◆ DATA SHOWN:
[Start]
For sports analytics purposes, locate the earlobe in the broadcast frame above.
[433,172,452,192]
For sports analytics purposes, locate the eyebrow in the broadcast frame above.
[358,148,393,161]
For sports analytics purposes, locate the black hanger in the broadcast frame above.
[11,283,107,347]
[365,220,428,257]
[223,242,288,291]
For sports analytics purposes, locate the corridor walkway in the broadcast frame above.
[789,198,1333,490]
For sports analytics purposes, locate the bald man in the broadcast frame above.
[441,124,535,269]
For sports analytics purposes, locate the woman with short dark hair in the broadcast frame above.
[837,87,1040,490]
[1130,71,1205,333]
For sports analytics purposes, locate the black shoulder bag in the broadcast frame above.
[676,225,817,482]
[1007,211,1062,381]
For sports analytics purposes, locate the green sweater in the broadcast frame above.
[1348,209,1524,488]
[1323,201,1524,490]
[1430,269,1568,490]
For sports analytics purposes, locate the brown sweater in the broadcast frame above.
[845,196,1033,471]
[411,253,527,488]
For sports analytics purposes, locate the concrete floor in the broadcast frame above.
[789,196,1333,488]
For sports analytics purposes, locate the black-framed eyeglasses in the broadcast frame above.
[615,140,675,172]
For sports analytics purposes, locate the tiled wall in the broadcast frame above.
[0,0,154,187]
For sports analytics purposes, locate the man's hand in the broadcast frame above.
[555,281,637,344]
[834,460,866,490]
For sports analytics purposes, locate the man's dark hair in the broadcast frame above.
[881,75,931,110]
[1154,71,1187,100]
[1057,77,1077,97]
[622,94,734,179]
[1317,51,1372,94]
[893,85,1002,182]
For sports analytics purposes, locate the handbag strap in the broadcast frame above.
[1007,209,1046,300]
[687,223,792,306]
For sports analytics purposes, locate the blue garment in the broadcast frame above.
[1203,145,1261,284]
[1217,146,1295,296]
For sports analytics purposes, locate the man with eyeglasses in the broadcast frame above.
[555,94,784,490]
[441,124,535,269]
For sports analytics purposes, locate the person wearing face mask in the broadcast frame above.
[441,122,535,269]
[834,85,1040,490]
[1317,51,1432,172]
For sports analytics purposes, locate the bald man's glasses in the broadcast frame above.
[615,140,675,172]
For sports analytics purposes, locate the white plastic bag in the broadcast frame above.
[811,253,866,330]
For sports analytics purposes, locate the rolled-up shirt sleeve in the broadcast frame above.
[End]
◆ SHORT TASK: Repeat all of the material above word for word, with every line included and nothing changed.

◆ EXERCISE RESULT:
For sports analytics purposes, locate the earlobe in the broadcast frame above.
[433,172,452,192]
For sports analytics purposes, locate the eyebrow in the broadcast frame above.
[358,148,393,161]
For sports analytics purposes, locate the black hanger in the broadcast frame above.
[11,283,107,347]
[365,220,428,257]
[223,242,288,291]
For sports analytics purposes, locate the corridor walkway in the broadcast frame above.
[789,198,1333,490]
For sports analytics purposes, locate the bald man in the broadcast frame above.
[441,124,535,269]
For sports analytics purposes, locate the woman with short dark hair in the broadcast frame above.
[837,87,1040,490]
[1130,71,1205,333]
For sports analytics purposes, locate the black shoulder bag in the broadcast frame above.
[676,225,817,482]
[1007,211,1062,381]
For sports analytics purposes, locate the green sweater in the broadcast frame above.
[1348,209,1524,488]
[1323,201,1524,490]
[1430,269,1568,490]
For sports analytics purposes, locate the brown sweater in the broadcast frame above.
[845,196,1033,471]
[411,253,527,488]
For sports analytics purposes, locate the concrete floor in the broadcast frame above.
[789,196,1333,488]
For sports analytics purposes, locate the black-framed eyeglasses in the broadcast frame above.
[615,140,675,172]
For sports analytics purposes, locate the tiled wall in the broadcast frame above.
[0,0,154,187]
For sports analytics purposes, locate the man's hand in the broadcast frame above.
[555,281,637,344]
[834,460,866,490]
For sports analytics purposes, locate the man's dark hair in the broadcast frame above.
[881,75,931,110]
[1154,71,1187,100]
[1057,77,1077,97]
[622,94,734,179]
[1317,51,1372,94]
[893,85,1002,182]
For sports analytics purposes, locate the handbag strap in the broadcast frame above.
[1007,209,1046,300]
[687,223,792,306]
For sports analytics purposes, locate the blue garment in the broadcast frame above.
[1203,145,1261,284]
[1217,146,1295,296]
For sports analytics purposes, locate the man with eyeglasses in the broadcast frame above.
[555,94,784,490]
[441,124,535,269]
For sports analytics purposes, locate the person wearing face mask in the broadcast frame above.
[441,122,535,269]
[834,85,1040,490]
[1317,51,1432,172]
For sports analytics purposes, locate the bald man's glasses in the broadcast frame above.
[615,140,675,172]
For sports analytics purposes, locate the white plastic bag in the broadcast frame above.
[811,253,866,330]
For sports analytics purposes, locate the rolled-up shirt sleeve in the broadcast frame above.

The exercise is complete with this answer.